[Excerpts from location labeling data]
--

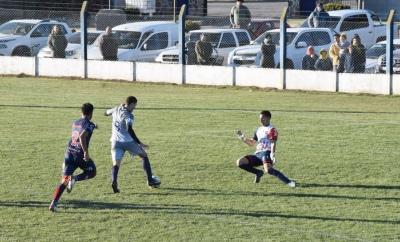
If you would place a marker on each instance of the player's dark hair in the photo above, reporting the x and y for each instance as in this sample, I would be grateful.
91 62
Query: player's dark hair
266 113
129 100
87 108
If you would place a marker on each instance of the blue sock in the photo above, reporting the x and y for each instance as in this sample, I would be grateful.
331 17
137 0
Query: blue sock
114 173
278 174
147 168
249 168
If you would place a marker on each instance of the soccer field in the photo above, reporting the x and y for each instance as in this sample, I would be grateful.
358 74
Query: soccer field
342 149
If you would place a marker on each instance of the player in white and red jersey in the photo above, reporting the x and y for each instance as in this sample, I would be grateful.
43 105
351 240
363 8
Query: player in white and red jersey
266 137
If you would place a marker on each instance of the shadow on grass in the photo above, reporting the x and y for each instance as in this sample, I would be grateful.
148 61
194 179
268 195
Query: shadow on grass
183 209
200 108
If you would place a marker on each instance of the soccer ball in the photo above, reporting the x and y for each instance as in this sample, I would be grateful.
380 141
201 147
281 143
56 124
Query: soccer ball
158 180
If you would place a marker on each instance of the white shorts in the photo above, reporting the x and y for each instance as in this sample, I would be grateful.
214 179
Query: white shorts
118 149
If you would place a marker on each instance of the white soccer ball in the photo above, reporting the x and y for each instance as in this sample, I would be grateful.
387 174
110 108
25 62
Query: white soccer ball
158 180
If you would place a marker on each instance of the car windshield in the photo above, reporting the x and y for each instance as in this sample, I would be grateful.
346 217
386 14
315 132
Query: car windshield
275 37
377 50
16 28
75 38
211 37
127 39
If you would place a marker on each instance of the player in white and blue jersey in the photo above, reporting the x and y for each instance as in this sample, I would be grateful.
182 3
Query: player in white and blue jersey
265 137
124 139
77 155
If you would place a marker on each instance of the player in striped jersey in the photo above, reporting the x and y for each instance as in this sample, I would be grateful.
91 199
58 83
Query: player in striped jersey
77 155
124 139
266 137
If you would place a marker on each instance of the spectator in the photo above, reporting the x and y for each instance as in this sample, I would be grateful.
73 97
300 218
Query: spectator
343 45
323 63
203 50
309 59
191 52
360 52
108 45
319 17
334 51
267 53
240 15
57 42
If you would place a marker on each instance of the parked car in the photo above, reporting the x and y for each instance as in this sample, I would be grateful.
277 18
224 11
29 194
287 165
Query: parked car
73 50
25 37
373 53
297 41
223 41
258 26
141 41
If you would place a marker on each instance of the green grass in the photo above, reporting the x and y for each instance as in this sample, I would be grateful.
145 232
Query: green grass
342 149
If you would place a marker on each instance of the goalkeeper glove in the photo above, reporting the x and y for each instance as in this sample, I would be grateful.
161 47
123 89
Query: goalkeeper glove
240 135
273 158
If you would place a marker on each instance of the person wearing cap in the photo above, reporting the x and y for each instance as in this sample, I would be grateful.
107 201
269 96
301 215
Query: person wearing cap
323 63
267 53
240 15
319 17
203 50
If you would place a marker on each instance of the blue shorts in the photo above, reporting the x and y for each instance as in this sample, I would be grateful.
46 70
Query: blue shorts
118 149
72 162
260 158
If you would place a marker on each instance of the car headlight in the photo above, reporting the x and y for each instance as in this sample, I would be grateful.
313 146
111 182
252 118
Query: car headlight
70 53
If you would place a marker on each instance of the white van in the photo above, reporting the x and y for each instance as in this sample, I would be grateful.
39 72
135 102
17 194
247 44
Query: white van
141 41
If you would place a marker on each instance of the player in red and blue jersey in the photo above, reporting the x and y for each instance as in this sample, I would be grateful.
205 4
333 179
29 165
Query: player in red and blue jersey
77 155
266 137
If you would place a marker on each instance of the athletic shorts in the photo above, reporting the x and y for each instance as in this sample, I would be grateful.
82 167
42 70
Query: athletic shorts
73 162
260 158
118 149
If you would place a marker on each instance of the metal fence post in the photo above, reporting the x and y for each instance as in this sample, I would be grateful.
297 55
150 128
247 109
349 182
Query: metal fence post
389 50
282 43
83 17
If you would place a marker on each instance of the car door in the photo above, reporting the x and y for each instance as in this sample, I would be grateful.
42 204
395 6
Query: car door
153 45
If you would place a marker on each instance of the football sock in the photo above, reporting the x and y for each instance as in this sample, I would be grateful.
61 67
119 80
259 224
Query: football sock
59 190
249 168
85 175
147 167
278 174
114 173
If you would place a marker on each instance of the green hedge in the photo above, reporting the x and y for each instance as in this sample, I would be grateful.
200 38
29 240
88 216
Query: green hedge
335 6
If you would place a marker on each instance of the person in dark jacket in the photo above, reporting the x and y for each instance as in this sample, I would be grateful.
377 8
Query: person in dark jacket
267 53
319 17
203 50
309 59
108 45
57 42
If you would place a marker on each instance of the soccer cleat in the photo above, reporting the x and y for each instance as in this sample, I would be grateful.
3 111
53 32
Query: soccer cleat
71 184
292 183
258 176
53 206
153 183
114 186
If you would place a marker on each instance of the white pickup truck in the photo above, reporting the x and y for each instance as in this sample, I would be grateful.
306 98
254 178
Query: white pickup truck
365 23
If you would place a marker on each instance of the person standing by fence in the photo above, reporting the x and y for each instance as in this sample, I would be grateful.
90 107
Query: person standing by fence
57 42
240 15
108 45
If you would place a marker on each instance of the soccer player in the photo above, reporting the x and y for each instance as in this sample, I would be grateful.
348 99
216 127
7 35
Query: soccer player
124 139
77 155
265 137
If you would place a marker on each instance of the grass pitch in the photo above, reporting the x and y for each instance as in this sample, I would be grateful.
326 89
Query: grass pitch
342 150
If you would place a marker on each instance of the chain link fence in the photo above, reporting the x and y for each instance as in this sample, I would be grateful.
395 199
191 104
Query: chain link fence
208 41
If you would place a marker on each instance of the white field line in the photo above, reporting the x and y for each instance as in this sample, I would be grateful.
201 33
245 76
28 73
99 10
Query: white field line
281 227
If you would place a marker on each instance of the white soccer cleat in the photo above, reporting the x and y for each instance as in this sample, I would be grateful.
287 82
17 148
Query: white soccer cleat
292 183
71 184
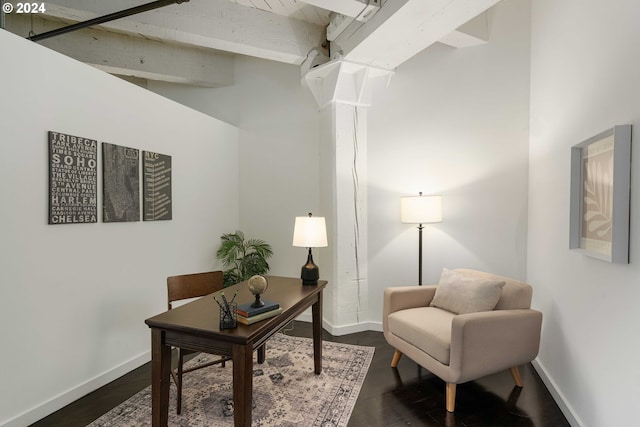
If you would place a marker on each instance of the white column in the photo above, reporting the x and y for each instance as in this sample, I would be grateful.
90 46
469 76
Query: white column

--

__Work required__. Copy out all of the records above word for word, but omit the pictures.

__In response__.
If you would place a marker on each instance of the player's dark hair in the photo above, reporting the x and y for each instance as in this sample, I would be grateful.
91 62
Query: player's dark hair
266 113
129 100
87 108
If you would place a marker on each instance of the blue sock in the photo above, reporting the x and y for each instance as in this sample, I would be grateful.
331 17
137 0
Query: blue sock
114 173
278 174
147 168
249 168
If you would place a marker on each instance of the soccer field in the photo above, reporting the x and y for each instance as in this sample, I would be grateful.
358 74
Query: soccer field
342 149
If you would place a marker on each instance of the player in white and red jersey in the photo above, reporting the x and y for each instance as in this sample, I would be grateful.
43 105
351 240
363 8
Query: player in white and red jersey
266 137
If you would place a marker on each instance of the shadow on grass in the photo above, reporting the x and y for each instance as in this sample, I would be grateful.
148 61
194 179
268 195
Query: shadow on grass
183 209
200 108
If you would place a marker on each instance of the soccer ball in the photo above, reporting the x and y for each instance as in this sample, I would be grateful.
380 141
201 147
281 143
56 124
Query: soccer ball
158 180
If you would place a marker on each instance of the white shorts in the photo above, reporting the x and y for each instance as in this sample, I would be grateful.
214 179
Query: white shorts
118 149
If you would place a marker on each instance of the white soccer ball in the photo above, reporting the x and y for each instance as in this sample, I would be grateful.
387 174
110 108
25 62
Query: white soccer ball
158 180
If you would place a marker on each instance of the car windshield in the photo above, reporting the x and y for each instance as in this sample, I would be grateful.
346 217
386 14
315 132
Query: car windshield
275 37
377 50
16 28
75 38
211 37
127 39
If you would place a marker on each instance of the player in white and blue jersey in the photo above, reporting the x and y for each instance as in this sample, I would be grateful.
182 3
Query: player in white and blue jersey
265 137
124 139
77 155
If you would place a marker on each instance of the player in striped jersey in the photo above, reporting the x and y for each instance as in this sample, I would be grateful.
91 199
58 83
Query: player in striped jersey
77 155
124 139
266 137
If you would place a marker on each instance of the spectator in the photo above, reporting the x and y for each instance as in this sample, I would be grateful.
73 97
300 218
Query: spectator
343 45
323 63
203 50
309 59
191 52
360 52
108 45
319 17
334 51
267 53
240 15
57 42
If you would place a marker on each instance of the parked car in the photo above, reporting the x and y for each instance as in this sample, I would be grateful.
277 18
224 11
29 194
287 165
Query: parked car
73 50
25 37
373 53
297 41
223 41
258 26
141 41
If you would place a marker on each instance of the green grass in the photo above, reporting the x and y for each instance as in this sample, I would be grateful.
145 232
Query: green grass
342 149
If you would place a marker on each instance of the goalkeeper glove in the photo above, reporting the x and y for each instance as in this sample, I would be grateful.
161 47
123 89
Query: goalkeeper glove
240 135
273 158
If you would place a marker on each instance of the person wearing cap in the photo above, reporting the x and y for each instance as in this sample, I would be grateful.
107 201
269 96
301 215
Query: person wearing cap
323 63
267 53
240 15
319 17
203 50
If you would place a marker on each instance of the blue shorts in the photo above, reporting the x and y for each instance as in this sample, I would be grateful.
46 70
Query: blue shorts
118 149
72 162
260 158
If you would place a marker on each instance of the car headlight in the photo above, reporting the x and y for each instance as in this sample, I would be grateful.
313 146
111 182
252 118
Query: car headlight
70 53
If you would place a marker on each instance of the white van in the photo above, reporting the x and y for each instance as in this sample, I would be grateful.
39 72
135 102
17 194
247 44
Query: white van
141 41
If you would place a marker on each instance of the player in red and blue jersey in the photo above, reporting the x and y for each instance as in this sample, I would be grateful.
205 4
333 179
29 165
Query: player in red and blue jersey
77 155
266 137
If you would place a marker on each instance of the athletic shorts in the photo above, reporting the x and y for each instance as in this sample, I would be grateful.
82 167
42 70
Query: athletic shorts
73 162
260 158
118 149
If you would place a marker on each instance of the metal fence post in the photo above, reporting the x and y for each instance as in this sample, I would be grateful.
297 55
150 128
247 109
349 182
Query: metal fence post
389 50
282 43
83 17
If you would place a marker on each instance of the car door in the photo above, reporting the x and y for each instance as in this sample, I would be grateful.
42 204
395 6
Query: car door
153 45
If you would place a marker on each instance of the football sock in the photo above, reporting the x and y for each instance as in this sample, I would be grateful.
61 67
119 80
259 224
Query: football sock
59 190
249 168
85 175
147 167
278 174
114 173
If you would place a marker on each instance of the green hedge in the photo above, reporting the x and y for each instance as in this sample, I would be grateful.
200 38
29 240
88 216
Query: green hedge
335 6
If you would place a marker on each instance of the person in dark jacket in the photo above, reporting the x and y for each instance as in this sample, I would be grateful.
377 8
Query: person in dark jacket
267 53
319 17
203 50
309 59
108 45
57 42
If you would place a marker on each instance of the soccer cleat in the photo above, reporting the x and y for each instance as in this sample, I would be grateful.
3 111
53 32
Query: soccer cleat
71 184
292 183
258 176
53 206
153 183
114 186
If you would place a marker on each instance of the white pickup truck in the photo above, reporting the x and y for each instance as in this sample, I would be grateful.
306 98
254 178
Query: white pickup truck
365 23
If you would place a marker on each instance of the person standing by fence in the photo above, reporting the x and y for each instance as in this sample, I would be grateful.
90 107
Query: person standing by fence
57 42
240 15
108 45
If you would place a marker on each instance of the soccer player in the photo above, reporting the x and y for each instance as in this sample, I would be grateful.
348 99
216 127
7 35
Query: soccer player
124 139
77 155
265 137
If you would place a marker on each instance of the grass pitch in the photo above, reporting the x and y for each instance as in this sample, I would be grateful.
326 89
Query: grass pitch
342 150
If you would place a marker on each instance of the chain link fence in the photo above, reporting the x and y for each instance as in this sample, I would be grateful.
395 199
191 104
Query: chain link fence
208 41
If you would place a marker on each instance of the white field line in the photo above, reporting the x and y for each instance as in this sample, I would be grateful.
201 33
245 76
28 73
99 10
Query: white field line
281 227
If you would place a marker on each instance of the white soccer cleat in the photo above, reporting the x and y for each instance as in this sample, I would be grateful.
287 82
17 148
Query: white soccer cleat
292 183
71 184
If you would place a marker on each instance of the white column in the photo above, reporting the x and y for each instance as in this sample, I would be grateful.
90 46
469 76
Query: white column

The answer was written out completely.